Work to be completed
Every line of the entries below that carries the string "coordinates" should be copied.

Record set
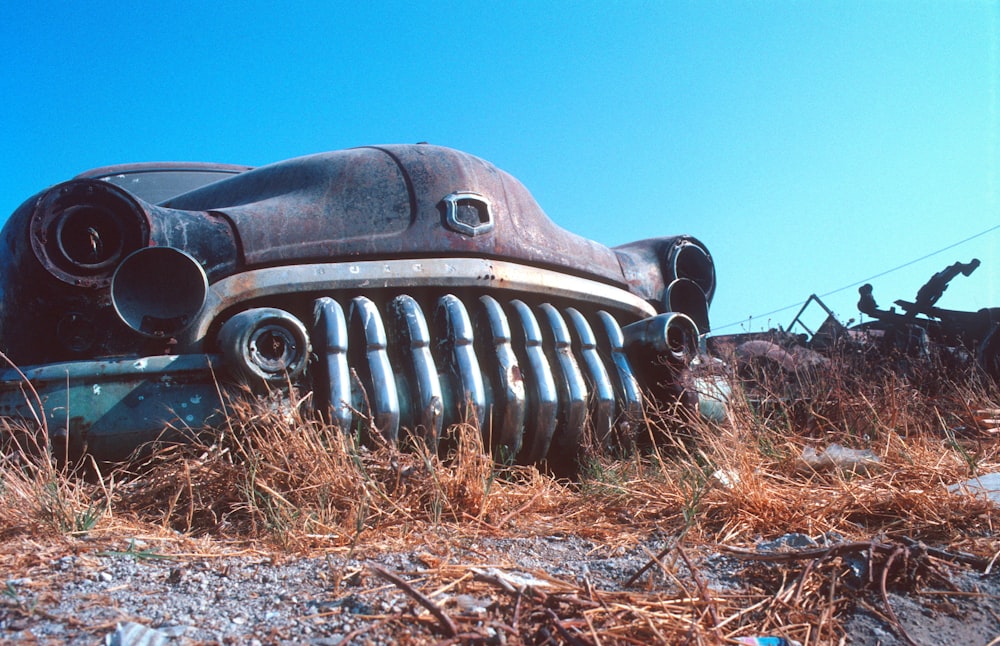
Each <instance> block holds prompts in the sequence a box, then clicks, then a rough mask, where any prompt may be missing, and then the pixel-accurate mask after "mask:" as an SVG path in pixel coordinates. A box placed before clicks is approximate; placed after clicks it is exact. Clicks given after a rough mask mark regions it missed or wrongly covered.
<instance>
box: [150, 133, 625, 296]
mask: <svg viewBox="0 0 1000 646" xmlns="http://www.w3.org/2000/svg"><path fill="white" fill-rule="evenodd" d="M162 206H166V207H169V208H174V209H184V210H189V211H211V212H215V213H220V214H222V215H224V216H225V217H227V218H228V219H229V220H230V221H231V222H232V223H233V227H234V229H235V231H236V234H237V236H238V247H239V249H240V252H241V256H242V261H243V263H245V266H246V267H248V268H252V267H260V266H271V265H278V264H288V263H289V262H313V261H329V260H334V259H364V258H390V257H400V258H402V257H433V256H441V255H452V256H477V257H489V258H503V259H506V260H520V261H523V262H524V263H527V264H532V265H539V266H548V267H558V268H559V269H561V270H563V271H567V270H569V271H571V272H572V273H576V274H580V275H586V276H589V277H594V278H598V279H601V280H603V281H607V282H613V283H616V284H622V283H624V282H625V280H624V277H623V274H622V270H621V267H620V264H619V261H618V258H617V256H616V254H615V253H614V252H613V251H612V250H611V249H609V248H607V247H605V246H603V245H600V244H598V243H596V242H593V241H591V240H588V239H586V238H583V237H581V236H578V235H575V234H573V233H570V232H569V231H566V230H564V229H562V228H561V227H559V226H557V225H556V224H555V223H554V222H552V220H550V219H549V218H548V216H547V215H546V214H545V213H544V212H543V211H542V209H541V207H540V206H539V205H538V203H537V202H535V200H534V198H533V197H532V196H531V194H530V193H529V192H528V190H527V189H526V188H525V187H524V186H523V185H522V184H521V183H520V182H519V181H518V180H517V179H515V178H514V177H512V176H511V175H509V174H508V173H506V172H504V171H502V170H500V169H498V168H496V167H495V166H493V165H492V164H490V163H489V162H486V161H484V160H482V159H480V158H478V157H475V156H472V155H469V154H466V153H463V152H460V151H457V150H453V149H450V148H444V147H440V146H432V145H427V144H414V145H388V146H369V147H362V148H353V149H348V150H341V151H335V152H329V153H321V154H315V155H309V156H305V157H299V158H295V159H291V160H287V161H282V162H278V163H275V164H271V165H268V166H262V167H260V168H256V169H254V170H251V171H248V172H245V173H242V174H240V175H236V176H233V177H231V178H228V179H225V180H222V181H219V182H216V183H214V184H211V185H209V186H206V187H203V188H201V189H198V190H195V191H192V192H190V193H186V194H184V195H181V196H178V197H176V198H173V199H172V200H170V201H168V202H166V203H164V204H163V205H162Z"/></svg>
...
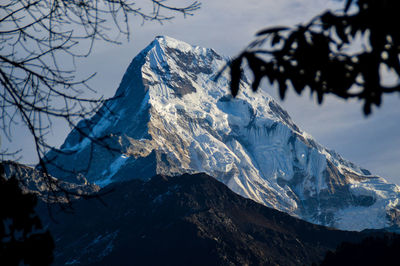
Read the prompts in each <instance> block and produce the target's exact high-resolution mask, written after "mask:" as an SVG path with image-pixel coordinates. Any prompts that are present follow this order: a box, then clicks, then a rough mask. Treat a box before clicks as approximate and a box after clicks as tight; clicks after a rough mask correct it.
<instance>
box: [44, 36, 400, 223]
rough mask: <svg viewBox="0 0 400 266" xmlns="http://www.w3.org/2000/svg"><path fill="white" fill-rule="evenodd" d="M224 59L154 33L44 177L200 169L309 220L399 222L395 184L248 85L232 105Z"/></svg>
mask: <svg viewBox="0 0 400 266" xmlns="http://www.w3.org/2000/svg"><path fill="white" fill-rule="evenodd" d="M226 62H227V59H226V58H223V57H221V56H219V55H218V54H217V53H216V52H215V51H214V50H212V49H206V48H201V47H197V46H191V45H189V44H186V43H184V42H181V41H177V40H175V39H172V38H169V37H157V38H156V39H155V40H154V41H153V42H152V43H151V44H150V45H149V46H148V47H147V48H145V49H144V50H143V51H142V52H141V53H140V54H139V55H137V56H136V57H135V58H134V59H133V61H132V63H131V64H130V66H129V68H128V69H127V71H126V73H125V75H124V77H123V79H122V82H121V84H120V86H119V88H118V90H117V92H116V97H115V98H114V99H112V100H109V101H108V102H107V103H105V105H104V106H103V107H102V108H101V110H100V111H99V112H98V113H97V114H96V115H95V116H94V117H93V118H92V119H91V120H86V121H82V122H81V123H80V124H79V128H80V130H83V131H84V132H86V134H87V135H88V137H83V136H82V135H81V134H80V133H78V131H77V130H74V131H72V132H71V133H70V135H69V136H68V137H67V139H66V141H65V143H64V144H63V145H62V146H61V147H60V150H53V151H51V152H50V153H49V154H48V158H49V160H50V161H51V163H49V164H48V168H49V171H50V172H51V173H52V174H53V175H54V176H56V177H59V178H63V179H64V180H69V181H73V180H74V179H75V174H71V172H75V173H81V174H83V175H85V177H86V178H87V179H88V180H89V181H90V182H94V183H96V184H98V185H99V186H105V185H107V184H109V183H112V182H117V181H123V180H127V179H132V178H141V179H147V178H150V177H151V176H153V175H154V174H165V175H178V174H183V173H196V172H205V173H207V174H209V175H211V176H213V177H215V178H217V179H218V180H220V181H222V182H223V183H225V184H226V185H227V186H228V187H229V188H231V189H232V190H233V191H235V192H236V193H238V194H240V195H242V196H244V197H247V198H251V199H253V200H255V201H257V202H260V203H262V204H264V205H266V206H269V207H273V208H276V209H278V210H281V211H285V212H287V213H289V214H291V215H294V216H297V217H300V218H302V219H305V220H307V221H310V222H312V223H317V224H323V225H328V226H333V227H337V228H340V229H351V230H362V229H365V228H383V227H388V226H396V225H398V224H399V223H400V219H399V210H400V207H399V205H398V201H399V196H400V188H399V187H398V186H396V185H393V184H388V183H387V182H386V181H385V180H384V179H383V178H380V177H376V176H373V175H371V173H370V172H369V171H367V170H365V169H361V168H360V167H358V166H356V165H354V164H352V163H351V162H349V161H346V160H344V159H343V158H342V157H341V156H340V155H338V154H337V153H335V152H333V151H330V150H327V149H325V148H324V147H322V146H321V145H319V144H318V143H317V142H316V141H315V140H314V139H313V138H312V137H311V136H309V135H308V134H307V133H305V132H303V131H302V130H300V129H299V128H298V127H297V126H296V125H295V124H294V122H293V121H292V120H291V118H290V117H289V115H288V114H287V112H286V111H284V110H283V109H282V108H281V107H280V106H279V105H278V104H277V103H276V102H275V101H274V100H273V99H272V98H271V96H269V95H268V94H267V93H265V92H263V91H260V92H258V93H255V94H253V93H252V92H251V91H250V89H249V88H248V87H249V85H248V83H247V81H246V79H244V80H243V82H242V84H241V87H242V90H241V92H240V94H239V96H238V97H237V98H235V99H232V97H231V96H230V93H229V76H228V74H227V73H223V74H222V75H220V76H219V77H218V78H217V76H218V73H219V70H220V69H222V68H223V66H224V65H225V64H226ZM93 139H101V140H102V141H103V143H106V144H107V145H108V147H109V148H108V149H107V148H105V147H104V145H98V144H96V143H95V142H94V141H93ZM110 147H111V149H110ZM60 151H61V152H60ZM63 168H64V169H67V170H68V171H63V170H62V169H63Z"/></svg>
---
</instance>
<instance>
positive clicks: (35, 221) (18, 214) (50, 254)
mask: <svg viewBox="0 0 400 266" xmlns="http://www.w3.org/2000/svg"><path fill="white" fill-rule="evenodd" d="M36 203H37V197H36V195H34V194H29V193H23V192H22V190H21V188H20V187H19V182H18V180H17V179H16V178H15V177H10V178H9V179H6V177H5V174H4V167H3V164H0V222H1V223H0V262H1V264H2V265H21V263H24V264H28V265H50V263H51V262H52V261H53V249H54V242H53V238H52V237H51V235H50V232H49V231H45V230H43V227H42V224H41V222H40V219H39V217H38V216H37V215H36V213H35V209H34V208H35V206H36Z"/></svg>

Task solution
Each <instance> block holds prompts in the sequence a box, then clicks, then a rough mask, where any prompt may be missing, and then the pixel-accurate mask after "mask:" as an SVG path in pixel coordinates. A box placed before clicks is approximate; placed after clicks it is exact. Clicks given after a rough mask mark regions it missed or wrongly covered.
Read the prompts in each <instance> block and produce the target's exact high-resolution mask, written after "mask:" as an SVG path with image-pixel coordinates. Any prompts that are present follow this order: a box, then clicks, then a rough mask. Treat a box before clicks as approximate and a box after clicks as tight; clicks after a rough mask correct it.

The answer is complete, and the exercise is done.